━━ Supplied records

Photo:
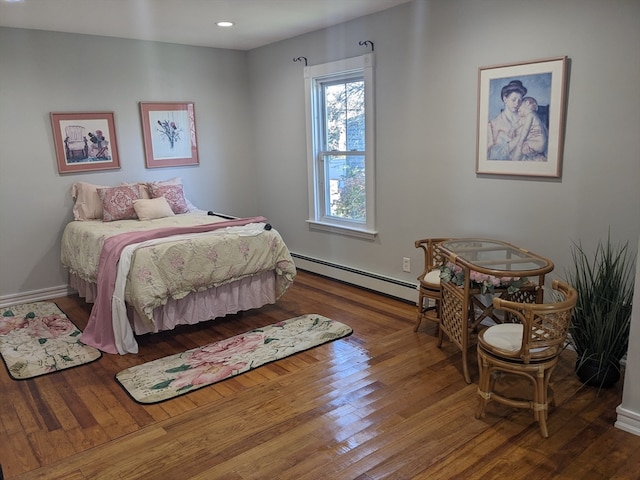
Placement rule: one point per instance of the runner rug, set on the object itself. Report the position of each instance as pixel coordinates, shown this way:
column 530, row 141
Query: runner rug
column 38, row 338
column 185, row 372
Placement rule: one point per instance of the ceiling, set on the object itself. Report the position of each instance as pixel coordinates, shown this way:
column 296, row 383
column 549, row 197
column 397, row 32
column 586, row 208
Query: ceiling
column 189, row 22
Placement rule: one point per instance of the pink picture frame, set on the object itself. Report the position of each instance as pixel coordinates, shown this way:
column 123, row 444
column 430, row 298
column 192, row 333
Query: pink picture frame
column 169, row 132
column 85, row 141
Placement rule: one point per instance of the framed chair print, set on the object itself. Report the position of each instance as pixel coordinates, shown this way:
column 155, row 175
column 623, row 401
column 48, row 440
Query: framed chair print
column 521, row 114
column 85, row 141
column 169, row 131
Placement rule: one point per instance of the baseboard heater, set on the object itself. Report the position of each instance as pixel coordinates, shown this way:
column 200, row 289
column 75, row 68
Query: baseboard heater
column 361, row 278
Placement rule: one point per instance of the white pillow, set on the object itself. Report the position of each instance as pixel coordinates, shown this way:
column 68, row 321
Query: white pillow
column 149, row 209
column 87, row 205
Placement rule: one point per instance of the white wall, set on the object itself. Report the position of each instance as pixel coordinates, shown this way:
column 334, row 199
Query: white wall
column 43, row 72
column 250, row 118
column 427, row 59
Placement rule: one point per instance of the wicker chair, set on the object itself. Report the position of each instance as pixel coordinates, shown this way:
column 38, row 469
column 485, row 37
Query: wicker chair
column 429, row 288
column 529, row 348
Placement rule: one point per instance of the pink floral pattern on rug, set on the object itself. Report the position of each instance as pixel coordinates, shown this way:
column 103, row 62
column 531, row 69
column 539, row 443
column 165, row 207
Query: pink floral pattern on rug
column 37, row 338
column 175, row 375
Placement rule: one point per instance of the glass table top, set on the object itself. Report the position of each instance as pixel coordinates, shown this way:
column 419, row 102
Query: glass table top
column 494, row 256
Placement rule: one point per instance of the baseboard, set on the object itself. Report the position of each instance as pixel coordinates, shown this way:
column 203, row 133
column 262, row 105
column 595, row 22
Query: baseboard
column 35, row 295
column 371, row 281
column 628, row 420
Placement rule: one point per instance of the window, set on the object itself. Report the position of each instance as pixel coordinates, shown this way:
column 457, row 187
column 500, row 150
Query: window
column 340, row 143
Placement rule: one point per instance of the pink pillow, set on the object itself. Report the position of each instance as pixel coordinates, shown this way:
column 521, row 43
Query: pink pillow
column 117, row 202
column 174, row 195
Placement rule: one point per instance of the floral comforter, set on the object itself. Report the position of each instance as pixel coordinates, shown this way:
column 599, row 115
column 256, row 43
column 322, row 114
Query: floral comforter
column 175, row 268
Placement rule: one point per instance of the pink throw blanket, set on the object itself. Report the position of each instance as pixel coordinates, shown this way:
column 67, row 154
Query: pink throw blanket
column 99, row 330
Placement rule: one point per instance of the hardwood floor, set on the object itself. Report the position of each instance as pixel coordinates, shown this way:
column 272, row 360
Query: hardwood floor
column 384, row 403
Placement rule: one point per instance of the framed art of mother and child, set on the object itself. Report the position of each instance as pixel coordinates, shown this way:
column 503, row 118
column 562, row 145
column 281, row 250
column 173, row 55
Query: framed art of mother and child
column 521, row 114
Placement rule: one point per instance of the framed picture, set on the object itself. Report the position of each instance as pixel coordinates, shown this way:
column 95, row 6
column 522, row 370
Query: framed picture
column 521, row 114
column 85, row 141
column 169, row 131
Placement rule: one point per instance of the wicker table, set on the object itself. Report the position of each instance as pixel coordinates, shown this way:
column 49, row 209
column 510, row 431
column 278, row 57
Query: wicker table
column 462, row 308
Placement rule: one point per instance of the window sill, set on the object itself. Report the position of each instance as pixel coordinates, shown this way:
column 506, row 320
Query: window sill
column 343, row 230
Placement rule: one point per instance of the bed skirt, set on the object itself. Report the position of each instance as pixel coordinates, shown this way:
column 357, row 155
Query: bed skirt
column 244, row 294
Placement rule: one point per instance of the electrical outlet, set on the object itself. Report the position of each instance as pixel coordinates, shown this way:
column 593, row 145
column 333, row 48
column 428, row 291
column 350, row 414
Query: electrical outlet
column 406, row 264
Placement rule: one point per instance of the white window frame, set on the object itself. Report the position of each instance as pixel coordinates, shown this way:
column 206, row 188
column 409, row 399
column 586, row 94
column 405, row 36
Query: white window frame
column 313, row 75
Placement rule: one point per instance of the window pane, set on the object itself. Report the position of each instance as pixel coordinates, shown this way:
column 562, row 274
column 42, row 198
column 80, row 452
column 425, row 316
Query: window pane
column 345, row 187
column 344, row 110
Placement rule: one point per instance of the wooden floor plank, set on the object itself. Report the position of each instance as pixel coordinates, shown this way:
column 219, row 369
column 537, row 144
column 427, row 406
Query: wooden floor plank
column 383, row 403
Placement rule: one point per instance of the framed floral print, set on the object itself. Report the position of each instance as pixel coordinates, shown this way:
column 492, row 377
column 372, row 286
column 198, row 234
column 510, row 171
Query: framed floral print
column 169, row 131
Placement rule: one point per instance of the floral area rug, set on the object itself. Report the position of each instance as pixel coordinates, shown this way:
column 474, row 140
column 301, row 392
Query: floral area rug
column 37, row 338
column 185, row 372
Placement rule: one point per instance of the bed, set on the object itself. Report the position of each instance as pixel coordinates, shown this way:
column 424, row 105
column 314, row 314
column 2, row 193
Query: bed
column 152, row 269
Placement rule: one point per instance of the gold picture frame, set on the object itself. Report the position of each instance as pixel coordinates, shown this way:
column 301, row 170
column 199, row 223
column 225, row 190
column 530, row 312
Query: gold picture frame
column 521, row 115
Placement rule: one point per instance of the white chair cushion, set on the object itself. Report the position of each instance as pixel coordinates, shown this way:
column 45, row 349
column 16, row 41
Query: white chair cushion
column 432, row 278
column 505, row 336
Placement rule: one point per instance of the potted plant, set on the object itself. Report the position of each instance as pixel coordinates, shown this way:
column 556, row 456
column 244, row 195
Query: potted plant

━━━━

_Directions_
Reproduce verbatim the lines in the records between the line holding "Placement rule: one point per instance of the framed chair" and the line holding "column 427, row 59", inclusive.

_Task result_
Placement rule: one point per instance of the framed chair print, set on the object itself. Report the position of each instance as pixel coordinates, shown this way:
column 155, row 175
column 623, row 401
column 48, row 440
Query: framed chair print
column 521, row 114
column 85, row 141
column 169, row 131
Placement rule: one point per instance of the baseboard heater, set on the object itself. Report the position of each instance as pixel coordinates, shown this way:
column 200, row 289
column 75, row 68
Query: baseboard heater
column 361, row 278
Placement rule: one point per instance of the white pillow, set on the object itself. Report the position of each instance as pixel coordinates, shown this way:
column 68, row 321
Query: white pillow
column 149, row 209
column 87, row 205
Placement rule: one point per instance of the white wall, set on the object itself. Report the position of each instance as pixel coordinates, shown this way:
column 334, row 199
Query: white wall
column 43, row 72
column 250, row 118
column 427, row 59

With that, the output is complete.